◆ **Aim**
From the article on the Delaware County election campaign, extract the passage between "Republicans, on the" and "school board member.", inclusive, copying it word for word.

◆ **Document text**
..........

The Democratic candidates include tax and business attorney Christine Reuther, Radnor Conservancy founder Elaine Paul Schaefer, and University of the Sciences professor Monica Taylor. They are opposed by three Republicans, non-profit board chair Mike Morgan, plumbing and heating business owner Jim Raith and special needs advocate Kelly Colvin.
Both sides have thrown their share of mud in a heated campaign, with Democrats pounding away at what they describe as a culture of GOP corruption in county government, and the Republicans' accusation that Democrats will increase taxes and spending.
As the campaigns progressed, so did the rhetoric.
Republicans have criticized Schaefer for an action she took in her capacity as a Radnor township commissioner, when she did not immediately call on Commissioners President Phil Ahr, a fellow Democrat, to step down from that position after he admitted to township police that he possessed child pornography. She did so after Ahr was formally charged. Ahr pleaded guilty to one count each of receiving, possession and distribution of child pornography and was sentenced by a federal judge to 151 months in prison and was required to pay $43,000 in restitution, register under Megan's Law and be on parole for 10 years after his release.
The GOP also has condemned their Democratic opponents for their endorsement by the Delaware County Coalition for Prison Reform, noting that one of its board members is a convicted child molester.
At one of the debates, Reuther categorically denied being painted as "protectors of pedophiles" and said it was part of the GOP's standard effort of fear-mongering. And Democrats pointed to the endorsement they received from Delaware County Lodge No. 27, Fraternal Order of Police for their slate, noting they are comfortable with how Schaefer handled the Ahr matter.
Throughout the campaign, Democrats said Delaware County residents have been paying higher taxes than neighboring counties, dubbing it a "corruption tax," while saying Republicans have distributed millions of dollars in no-bid contracts to their donors and provided full-time benefits for part-time patronage employees. Reuther said taxes in Delco are 81 percent higher than in Montgomery County, 43 percent higher than Chester County and 35 percent higher than Bucks County.
Schaefer said "a perfect illustration of what is wrong with this county" was the $278 million sale of DELCORA, the county's wastewater agency, to Aqua. She lambasted the move, stating it "happened behind closed doors, without any participation, any meaningful participation for our public, nobody knowing what the details are and it was done without bidding it out."
Republicans, on the other hand, stressed their opponents' history of increasing taxes and warned of the consequences of a Democratic majority.
Calling their challengers the "Tax Hike Squad," the GOP said Schaefer increased property taxes by 17 percent; Reuther by 22 percent; and Taylor each year she was in office in each of their respective positions. Reuther was a Nether Providence commissioner and Taylor is an Upper Darby school board member.

..........

◆ **Information supplied**
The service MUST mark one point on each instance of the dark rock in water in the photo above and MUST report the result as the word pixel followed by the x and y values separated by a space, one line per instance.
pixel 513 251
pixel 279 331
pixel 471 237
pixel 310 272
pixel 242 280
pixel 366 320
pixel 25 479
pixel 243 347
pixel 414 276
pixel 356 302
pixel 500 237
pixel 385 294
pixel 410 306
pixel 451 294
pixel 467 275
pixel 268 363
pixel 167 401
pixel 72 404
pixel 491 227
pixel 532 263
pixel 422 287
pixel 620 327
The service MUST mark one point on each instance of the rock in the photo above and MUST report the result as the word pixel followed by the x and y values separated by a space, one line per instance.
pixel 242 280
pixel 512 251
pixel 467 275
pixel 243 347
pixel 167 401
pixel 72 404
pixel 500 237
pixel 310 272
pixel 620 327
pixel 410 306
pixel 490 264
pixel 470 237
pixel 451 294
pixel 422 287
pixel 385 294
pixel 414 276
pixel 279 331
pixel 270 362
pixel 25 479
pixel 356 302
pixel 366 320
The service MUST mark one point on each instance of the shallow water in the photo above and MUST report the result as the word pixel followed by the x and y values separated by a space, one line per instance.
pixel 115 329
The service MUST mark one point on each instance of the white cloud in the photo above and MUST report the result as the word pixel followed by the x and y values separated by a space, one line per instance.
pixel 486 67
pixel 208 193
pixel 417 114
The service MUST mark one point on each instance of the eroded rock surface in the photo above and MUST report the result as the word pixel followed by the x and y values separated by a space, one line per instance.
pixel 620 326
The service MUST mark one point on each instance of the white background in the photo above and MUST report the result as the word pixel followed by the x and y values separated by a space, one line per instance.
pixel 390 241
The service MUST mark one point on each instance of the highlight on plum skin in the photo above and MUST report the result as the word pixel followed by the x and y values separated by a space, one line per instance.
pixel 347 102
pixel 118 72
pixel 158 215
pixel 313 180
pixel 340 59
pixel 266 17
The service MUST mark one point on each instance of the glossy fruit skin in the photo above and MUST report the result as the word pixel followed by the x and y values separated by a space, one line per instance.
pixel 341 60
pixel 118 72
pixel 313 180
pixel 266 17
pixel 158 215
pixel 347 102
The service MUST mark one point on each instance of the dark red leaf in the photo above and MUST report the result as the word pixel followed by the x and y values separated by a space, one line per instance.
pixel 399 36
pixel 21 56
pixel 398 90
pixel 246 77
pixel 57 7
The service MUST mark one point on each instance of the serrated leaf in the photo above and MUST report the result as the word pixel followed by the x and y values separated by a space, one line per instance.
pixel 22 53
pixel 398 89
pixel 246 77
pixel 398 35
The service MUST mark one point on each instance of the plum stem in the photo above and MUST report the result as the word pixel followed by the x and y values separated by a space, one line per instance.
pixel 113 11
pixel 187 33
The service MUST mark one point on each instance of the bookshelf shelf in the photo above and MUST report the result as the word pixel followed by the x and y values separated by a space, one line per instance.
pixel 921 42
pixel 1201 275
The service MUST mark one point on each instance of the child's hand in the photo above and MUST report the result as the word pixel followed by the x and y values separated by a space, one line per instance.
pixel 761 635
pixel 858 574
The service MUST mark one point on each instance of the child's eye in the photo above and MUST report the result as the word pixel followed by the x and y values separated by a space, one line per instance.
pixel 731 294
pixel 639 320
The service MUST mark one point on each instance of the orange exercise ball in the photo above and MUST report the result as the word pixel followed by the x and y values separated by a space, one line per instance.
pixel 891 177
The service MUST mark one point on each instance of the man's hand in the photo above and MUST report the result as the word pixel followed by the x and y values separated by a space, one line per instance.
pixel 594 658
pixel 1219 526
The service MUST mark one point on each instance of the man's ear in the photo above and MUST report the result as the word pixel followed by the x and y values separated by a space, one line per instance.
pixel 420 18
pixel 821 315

..........

◆ **Written response**
Republicans, on the other hand, stressed their opponents' history of increasing taxes and warned of the consequences of a Democratic majority.
Calling their challengers the "Tax Hike Squad," the GOP said Schaefer increased property taxes by 17 percent; Reuther by 22 percent; and Taylor each year she was in office in each of their respective positions. Reuther was a Nether Providence commissioner and Taylor is an Upper Darby school board member.